== What you need to do ==
All of the data below must be repeated exactly.

== Extracted records ==
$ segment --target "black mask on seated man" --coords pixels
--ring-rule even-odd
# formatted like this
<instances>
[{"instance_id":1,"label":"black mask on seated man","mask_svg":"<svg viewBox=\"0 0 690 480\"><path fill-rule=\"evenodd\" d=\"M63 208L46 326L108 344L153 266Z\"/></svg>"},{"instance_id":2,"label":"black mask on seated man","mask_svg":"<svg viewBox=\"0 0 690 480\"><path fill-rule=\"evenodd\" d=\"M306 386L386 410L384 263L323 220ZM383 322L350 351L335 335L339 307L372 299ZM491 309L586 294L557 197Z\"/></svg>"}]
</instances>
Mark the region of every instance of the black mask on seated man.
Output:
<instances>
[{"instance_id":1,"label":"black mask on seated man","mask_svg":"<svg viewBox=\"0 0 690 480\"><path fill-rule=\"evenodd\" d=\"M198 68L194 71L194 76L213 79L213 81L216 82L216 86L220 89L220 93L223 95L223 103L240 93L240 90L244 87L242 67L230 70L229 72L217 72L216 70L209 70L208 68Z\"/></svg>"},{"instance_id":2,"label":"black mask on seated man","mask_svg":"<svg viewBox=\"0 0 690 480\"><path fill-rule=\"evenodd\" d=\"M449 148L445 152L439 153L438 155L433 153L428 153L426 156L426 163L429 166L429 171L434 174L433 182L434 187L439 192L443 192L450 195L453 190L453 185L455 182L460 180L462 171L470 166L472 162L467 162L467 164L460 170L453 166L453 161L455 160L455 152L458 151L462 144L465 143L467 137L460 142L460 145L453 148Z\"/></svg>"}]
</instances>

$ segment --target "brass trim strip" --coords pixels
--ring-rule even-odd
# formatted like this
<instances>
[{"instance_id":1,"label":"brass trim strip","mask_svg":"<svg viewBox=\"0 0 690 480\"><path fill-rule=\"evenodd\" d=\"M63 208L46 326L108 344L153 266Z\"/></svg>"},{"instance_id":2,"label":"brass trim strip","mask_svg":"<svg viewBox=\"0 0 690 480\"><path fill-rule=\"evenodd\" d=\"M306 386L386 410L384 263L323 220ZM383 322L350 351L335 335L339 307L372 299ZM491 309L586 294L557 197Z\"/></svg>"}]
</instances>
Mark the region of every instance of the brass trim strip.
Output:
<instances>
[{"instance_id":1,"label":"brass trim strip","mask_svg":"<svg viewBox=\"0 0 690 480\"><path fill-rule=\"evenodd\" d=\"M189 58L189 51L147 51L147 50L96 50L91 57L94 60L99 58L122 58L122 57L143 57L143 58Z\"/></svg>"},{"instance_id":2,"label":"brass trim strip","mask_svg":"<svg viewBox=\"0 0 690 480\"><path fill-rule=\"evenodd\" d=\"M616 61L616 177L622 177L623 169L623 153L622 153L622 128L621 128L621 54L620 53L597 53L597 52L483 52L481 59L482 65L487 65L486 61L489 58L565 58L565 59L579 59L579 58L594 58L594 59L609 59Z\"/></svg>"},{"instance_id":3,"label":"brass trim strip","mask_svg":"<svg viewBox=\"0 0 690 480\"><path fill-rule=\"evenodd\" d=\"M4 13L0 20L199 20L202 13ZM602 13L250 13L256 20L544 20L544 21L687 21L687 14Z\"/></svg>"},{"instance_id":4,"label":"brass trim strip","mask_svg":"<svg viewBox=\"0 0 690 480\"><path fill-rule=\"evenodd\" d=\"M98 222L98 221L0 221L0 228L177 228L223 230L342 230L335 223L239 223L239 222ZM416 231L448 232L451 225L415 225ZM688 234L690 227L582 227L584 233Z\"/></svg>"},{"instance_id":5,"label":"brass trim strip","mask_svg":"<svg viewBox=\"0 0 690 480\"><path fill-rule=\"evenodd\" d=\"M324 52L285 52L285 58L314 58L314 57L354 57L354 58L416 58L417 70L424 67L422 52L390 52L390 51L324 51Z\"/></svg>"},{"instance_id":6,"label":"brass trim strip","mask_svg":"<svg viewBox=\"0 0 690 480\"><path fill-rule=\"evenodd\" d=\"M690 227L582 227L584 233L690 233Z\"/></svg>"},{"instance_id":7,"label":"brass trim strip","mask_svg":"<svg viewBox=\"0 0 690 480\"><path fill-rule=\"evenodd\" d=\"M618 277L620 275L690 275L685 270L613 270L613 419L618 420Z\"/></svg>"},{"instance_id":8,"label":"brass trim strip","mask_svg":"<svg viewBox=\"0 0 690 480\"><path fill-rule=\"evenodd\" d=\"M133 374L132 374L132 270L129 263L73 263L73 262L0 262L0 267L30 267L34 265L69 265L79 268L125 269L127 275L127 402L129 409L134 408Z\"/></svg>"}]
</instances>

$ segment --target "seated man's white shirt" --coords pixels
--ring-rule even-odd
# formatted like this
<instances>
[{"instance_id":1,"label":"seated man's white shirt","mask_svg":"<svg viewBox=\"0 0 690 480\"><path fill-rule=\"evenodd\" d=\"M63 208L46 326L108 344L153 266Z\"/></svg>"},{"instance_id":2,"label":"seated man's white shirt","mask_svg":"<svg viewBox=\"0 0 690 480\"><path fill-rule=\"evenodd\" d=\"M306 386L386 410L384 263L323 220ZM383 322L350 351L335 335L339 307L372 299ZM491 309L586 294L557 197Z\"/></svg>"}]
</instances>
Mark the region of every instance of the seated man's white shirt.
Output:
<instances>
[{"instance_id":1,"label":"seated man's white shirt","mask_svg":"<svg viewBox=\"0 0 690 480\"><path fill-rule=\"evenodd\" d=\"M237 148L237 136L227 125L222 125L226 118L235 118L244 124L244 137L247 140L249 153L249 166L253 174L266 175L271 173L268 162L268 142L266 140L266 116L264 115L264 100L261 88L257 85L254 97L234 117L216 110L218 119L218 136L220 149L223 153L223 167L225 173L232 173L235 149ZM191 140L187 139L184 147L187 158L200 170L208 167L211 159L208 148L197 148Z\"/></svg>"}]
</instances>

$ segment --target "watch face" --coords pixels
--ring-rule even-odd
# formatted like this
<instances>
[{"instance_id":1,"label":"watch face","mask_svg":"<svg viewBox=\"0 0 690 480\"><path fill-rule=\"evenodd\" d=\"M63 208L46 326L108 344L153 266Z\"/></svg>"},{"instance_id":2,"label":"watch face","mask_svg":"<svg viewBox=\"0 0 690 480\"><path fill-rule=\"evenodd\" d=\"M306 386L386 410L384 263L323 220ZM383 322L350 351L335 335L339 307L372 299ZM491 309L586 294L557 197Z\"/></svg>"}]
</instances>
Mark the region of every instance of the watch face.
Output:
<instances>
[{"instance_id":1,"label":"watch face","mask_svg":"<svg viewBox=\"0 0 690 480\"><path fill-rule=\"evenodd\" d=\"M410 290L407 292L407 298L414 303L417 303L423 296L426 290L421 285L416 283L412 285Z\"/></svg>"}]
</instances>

== Expected answer ==
$ segment --target "black mask on seated man" --coords pixels
--ring-rule even-odd
# formatted like this
<instances>
[{"instance_id":1,"label":"black mask on seated man","mask_svg":"<svg viewBox=\"0 0 690 480\"><path fill-rule=\"evenodd\" d=\"M63 208L46 326L108 344L153 266Z\"/></svg>"},{"instance_id":2,"label":"black mask on seated man","mask_svg":"<svg viewBox=\"0 0 690 480\"><path fill-rule=\"evenodd\" d=\"M306 386L386 410L384 263L323 220ZM383 322L350 351L335 335L339 307L372 299ZM491 309L586 294L557 197Z\"/></svg>"}]
</instances>
Mark the region of every instance of the black mask on seated man.
Output:
<instances>
[{"instance_id":1,"label":"black mask on seated man","mask_svg":"<svg viewBox=\"0 0 690 480\"><path fill-rule=\"evenodd\" d=\"M198 68L194 71L194 76L213 79L213 81L216 82L216 86L220 89L220 93L223 95L223 103L240 93L240 90L244 87L242 67L230 70L229 72L217 72L216 70L209 70L208 68Z\"/></svg>"},{"instance_id":2,"label":"black mask on seated man","mask_svg":"<svg viewBox=\"0 0 690 480\"><path fill-rule=\"evenodd\" d=\"M449 148L445 152L439 153L438 155L433 153L428 153L426 156L426 163L429 166L429 171L434 174L433 182L434 187L439 192L443 192L450 195L453 190L453 185L455 182L460 180L462 171L470 166L472 162L467 162L467 164L460 170L453 166L453 161L455 160L455 152L458 151L462 144L465 143L467 137L460 142L460 145L453 148Z\"/></svg>"}]
</instances>

$ segment --target "brass trim strip" --coords pixels
--ring-rule even-odd
# formatted like this
<instances>
[{"instance_id":1,"label":"brass trim strip","mask_svg":"<svg viewBox=\"0 0 690 480\"><path fill-rule=\"evenodd\" d=\"M63 208L46 326L108 344L153 266Z\"/></svg>"},{"instance_id":2,"label":"brass trim strip","mask_svg":"<svg viewBox=\"0 0 690 480\"><path fill-rule=\"evenodd\" d=\"M306 386L386 410L384 263L323 220ZM383 322L350 351L335 335L339 307L372 299ZM491 309L586 294L557 197Z\"/></svg>"}]
</instances>
Mark the region of every instance of the brass trim strip.
Output:
<instances>
[{"instance_id":1,"label":"brass trim strip","mask_svg":"<svg viewBox=\"0 0 690 480\"><path fill-rule=\"evenodd\" d=\"M189 58L189 51L147 51L147 50L96 50L91 57L94 60L99 58L122 58L122 57L143 57L143 58Z\"/></svg>"},{"instance_id":2,"label":"brass trim strip","mask_svg":"<svg viewBox=\"0 0 690 480\"><path fill-rule=\"evenodd\" d=\"M616 61L616 177L622 177L623 169L623 153L622 153L622 128L621 128L621 54L620 53L597 53L597 52L483 52L481 59L482 65L487 65L486 61L489 58L565 58L565 59L579 59L579 58L594 58L594 59L609 59Z\"/></svg>"},{"instance_id":3,"label":"brass trim strip","mask_svg":"<svg viewBox=\"0 0 690 480\"><path fill-rule=\"evenodd\" d=\"M4 13L0 20L199 20L202 13ZM602 13L250 13L256 20L544 20L544 21L687 21L687 14Z\"/></svg>"},{"instance_id":4,"label":"brass trim strip","mask_svg":"<svg viewBox=\"0 0 690 480\"><path fill-rule=\"evenodd\" d=\"M98 222L98 221L0 221L0 228L177 228L223 230L342 230L335 223L239 223L239 222ZM416 231L448 232L451 225L415 225ZM688 234L690 227L582 227L584 233Z\"/></svg>"},{"instance_id":5,"label":"brass trim strip","mask_svg":"<svg viewBox=\"0 0 690 480\"><path fill-rule=\"evenodd\" d=\"M324 52L285 52L285 58L314 58L314 57L354 57L354 58L416 58L417 70L424 67L422 52L390 52L390 51L324 51Z\"/></svg>"},{"instance_id":6,"label":"brass trim strip","mask_svg":"<svg viewBox=\"0 0 690 480\"><path fill-rule=\"evenodd\" d=\"M690 227L582 227L584 233L690 233Z\"/></svg>"},{"instance_id":7,"label":"brass trim strip","mask_svg":"<svg viewBox=\"0 0 690 480\"><path fill-rule=\"evenodd\" d=\"M618 277L620 275L690 275L685 270L613 270L613 419L618 420Z\"/></svg>"},{"instance_id":8,"label":"brass trim strip","mask_svg":"<svg viewBox=\"0 0 690 480\"><path fill-rule=\"evenodd\" d=\"M133 374L132 374L132 270L129 263L73 263L73 262L0 262L0 267L30 267L34 265L69 265L79 268L125 269L127 275L127 402L129 409L134 408Z\"/></svg>"}]
</instances>

$ segment --target "seated man's white shirt" --coords pixels
--ring-rule even-odd
# formatted like this
<instances>
[{"instance_id":1,"label":"seated man's white shirt","mask_svg":"<svg viewBox=\"0 0 690 480\"><path fill-rule=\"evenodd\" d=\"M63 208L46 326L108 344L153 266Z\"/></svg>"},{"instance_id":2,"label":"seated man's white shirt","mask_svg":"<svg viewBox=\"0 0 690 480\"><path fill-rule=\"evenodd\" d=\"M306 386L386 410L384 263L323 220ZM383 322L350 351L335 335L339 307L372 299ZM491 309L586 294L557 197Z\"/></svg>"}]
</instances>
Mark the region of every instance of the seated man's white shirt.
Output:
<instances>
[{"instance_id":1,"label":"seated man's white shirt","mask_svg":"<svg viewBox=\"0 0 690 480\"><path fill-rule=\"evenodd\" d=\"M237 148L237 136L227 125L222 125L226 118L235 118L244 124L244 137L247 140L249 153L249 166L253 174L266 175L271 173L268 162L268 142L266 140L266 116L264 115L264 100L261 88L257 85L254 97L234 117L216 110L218 119L218 136L220 149L223 153L223 167L225 173L232 173L235 149ZM191 140L187 139L184 147L187 158L200 170L208 167L211 159L208 148L197 148Z\"/></svg>"}]
</instances>

$ segment --target "watch face" --coords pixels
--ring-rule even-odd
# formatted like this
<instances>
[{"instance_id":1,"label":"watch face","mask_svg":"<svg viewBox=\"0 0 690 480\"><path fill-rule=\"evenodd\" d=\"M63 208L46 326L108 344L153 266Z\"/></svg>"},{"instance_id":2,"label":"watch face","mask_svg":"<svg viewBox=\"0 0 690 480\"><path fill-rule=\"evenodd\" d=\"M306 386L386 410L384 263L323 220ZM383 322L350 351L335 335L339 307L372 299ZM491 309L586 294L557 197Z\"/></svg>"}]
</instances>
Mark the region of every instance of the watch face.
Output:
<instances>
[{"instance_id":1,"label":"watch face","mask_svg":"<svg viewBox=\"0 0 690 480\"><path fill-rule=\"evenodd\" d=\"M410 290L407 292L407 298L414 303L417 303L423 296L426 290L421 285L416 283L412 285Z\"/></svg>"}]
</instances>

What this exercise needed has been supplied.